Material for the task:
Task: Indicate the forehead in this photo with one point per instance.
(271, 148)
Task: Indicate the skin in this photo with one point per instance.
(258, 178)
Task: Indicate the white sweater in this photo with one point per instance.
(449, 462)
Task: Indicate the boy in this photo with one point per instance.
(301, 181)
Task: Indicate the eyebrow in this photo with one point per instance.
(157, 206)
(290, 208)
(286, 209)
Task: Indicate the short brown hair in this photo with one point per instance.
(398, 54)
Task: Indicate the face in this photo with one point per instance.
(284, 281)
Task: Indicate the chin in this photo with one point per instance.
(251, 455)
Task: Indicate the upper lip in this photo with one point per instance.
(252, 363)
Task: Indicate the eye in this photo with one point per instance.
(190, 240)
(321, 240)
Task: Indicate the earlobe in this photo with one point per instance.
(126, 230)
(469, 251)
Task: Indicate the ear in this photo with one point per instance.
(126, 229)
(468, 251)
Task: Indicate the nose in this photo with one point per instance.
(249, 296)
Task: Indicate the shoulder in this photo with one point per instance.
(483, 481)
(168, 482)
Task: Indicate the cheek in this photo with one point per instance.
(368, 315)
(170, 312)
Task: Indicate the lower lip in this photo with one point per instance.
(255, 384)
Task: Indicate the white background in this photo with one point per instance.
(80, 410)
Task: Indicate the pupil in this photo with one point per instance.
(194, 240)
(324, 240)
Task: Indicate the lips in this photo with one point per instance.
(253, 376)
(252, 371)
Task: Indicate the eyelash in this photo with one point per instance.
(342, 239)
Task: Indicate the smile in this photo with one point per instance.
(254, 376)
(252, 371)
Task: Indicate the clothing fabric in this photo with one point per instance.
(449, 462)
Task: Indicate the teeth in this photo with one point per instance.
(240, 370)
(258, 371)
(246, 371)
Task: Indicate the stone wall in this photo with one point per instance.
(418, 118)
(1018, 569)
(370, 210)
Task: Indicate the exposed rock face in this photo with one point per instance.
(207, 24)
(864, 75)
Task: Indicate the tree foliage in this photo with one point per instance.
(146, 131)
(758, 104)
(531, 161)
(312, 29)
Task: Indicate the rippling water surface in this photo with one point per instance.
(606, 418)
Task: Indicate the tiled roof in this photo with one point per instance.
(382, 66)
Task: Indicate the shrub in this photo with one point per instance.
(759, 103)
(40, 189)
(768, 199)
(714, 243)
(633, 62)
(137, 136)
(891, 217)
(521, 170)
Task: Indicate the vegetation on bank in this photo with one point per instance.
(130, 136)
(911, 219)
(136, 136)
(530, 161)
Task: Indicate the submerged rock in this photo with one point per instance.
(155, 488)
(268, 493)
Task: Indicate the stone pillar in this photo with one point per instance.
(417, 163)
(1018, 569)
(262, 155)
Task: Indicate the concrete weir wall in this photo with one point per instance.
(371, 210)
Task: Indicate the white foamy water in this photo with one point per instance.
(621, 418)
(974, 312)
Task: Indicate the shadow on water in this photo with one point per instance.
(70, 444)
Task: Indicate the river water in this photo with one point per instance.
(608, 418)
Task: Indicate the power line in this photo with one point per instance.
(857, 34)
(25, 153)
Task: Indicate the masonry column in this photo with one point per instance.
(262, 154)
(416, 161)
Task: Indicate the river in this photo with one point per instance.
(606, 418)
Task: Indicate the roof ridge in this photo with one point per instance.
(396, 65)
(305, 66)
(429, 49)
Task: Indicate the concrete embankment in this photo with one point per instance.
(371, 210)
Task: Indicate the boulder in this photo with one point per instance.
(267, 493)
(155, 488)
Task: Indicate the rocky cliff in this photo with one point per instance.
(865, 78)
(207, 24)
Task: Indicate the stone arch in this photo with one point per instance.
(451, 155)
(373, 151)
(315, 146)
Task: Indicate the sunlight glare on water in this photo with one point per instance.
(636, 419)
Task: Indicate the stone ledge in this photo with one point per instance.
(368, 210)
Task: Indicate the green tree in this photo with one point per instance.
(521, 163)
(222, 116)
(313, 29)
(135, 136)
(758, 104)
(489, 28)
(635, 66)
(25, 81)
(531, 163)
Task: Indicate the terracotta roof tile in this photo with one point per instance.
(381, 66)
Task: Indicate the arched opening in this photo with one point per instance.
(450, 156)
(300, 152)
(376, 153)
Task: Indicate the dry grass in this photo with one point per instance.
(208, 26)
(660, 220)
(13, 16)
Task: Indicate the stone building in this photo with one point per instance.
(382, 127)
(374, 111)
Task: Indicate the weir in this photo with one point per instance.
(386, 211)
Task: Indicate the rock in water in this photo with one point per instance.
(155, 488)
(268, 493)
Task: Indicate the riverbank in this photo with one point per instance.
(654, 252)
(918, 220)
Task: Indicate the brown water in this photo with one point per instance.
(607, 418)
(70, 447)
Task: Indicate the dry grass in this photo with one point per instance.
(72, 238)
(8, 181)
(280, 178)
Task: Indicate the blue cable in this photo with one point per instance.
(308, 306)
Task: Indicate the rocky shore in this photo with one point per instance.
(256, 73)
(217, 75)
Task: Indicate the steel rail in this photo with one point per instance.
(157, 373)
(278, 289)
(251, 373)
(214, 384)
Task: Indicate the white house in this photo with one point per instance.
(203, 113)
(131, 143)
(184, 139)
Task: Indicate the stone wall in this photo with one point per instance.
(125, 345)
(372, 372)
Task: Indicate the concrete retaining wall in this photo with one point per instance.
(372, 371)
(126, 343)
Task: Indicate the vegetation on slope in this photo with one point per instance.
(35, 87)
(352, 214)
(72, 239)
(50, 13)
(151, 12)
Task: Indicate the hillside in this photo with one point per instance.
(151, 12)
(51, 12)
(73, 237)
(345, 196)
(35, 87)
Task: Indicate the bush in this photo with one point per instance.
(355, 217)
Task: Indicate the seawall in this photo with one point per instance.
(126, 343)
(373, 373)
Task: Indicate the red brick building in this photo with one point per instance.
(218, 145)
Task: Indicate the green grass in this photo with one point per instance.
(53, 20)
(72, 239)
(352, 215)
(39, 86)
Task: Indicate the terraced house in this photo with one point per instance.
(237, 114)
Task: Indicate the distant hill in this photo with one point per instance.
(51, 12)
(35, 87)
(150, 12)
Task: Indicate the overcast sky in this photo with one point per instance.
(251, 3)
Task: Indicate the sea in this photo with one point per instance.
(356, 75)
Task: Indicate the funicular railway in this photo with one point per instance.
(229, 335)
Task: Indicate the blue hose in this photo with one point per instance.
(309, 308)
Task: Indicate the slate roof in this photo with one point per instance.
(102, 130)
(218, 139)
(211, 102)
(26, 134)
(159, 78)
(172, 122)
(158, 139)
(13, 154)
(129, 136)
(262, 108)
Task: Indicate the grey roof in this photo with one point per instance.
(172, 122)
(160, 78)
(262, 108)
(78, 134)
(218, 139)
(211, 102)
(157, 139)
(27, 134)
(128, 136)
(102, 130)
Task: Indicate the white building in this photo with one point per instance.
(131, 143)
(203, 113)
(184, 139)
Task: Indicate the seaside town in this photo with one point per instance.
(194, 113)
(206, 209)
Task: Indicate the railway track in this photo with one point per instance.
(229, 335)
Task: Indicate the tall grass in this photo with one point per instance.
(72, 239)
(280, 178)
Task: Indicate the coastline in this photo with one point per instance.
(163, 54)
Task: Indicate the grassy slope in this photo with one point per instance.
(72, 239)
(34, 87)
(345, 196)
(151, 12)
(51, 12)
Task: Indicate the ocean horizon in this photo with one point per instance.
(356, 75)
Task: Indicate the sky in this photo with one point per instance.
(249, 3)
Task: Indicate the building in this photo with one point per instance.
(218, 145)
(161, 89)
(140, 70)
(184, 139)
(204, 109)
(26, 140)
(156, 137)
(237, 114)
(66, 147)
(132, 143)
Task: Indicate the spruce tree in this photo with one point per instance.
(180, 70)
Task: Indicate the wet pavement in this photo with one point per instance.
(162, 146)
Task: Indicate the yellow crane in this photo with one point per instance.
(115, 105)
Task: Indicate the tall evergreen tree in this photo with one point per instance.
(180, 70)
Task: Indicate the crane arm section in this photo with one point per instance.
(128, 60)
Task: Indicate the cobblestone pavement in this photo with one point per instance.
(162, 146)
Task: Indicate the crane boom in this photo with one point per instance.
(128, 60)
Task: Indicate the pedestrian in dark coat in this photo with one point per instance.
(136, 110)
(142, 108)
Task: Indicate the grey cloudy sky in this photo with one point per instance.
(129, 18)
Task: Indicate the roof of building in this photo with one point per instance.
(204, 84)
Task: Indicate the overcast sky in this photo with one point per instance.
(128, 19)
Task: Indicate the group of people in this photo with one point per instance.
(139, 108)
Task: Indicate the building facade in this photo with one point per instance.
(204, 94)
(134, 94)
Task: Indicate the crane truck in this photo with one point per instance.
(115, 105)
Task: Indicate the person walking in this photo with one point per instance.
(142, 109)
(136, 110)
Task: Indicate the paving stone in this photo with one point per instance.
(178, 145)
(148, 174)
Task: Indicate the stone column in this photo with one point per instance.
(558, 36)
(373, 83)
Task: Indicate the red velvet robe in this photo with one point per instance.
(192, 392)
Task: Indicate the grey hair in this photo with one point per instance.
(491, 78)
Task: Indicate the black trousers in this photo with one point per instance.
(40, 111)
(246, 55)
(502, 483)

Direction:
Write out the material without changes, from the line with "Task: Indicate the cobblestone" up to and including the final line of the material.

In response:
Task: Indicate the cobblestone pavement in this photo with one point per instance.
(162, 146)
Task: Indicate the crane boom in this photo with one point per instance.
(128, 60)
Task: Indicate the pedestrian in dark coat in this photo with one point per instance.
(136, 110)
(142, 108)
Task: Indicate the grey cloudy sky in this photo with one point per instance.
(129, 18)
Task: Indicate the roof of building in this photo with one point per instance.
(204, 84)
Task: Indicate the overcast sky in this photo with one point per instance.
(128, 19)
Task: Indicate the group of people in this photo with one point per instance.
(139, 108)
Task: Indicate the building facade in this photo with one point per instance.
(204, 94)
(134, 94)
Task: Indicate the crane truck in this photo with one point per instance.
(115, 105)
Task: Indicate the person walking in this photo with one point per instance.
(142, 109)
(136, 110)
Task: Indicate the paving stone in this photo with one point per instance.
(178, 145)
(148, 174)
Task: Indicate the stone column in this photo with one point per instance.
(558, 36)
(373, 83)
Task: Indicate the red velvet robe in this photo with one point per instance.
(192, 392)
Task: Indicate the grey hair in this photo with one point per instance.
(491, 78)
Task: Indicate the black trousers in this photo with one point per instance.
(40, 111)
(246, 55)
(502, 483)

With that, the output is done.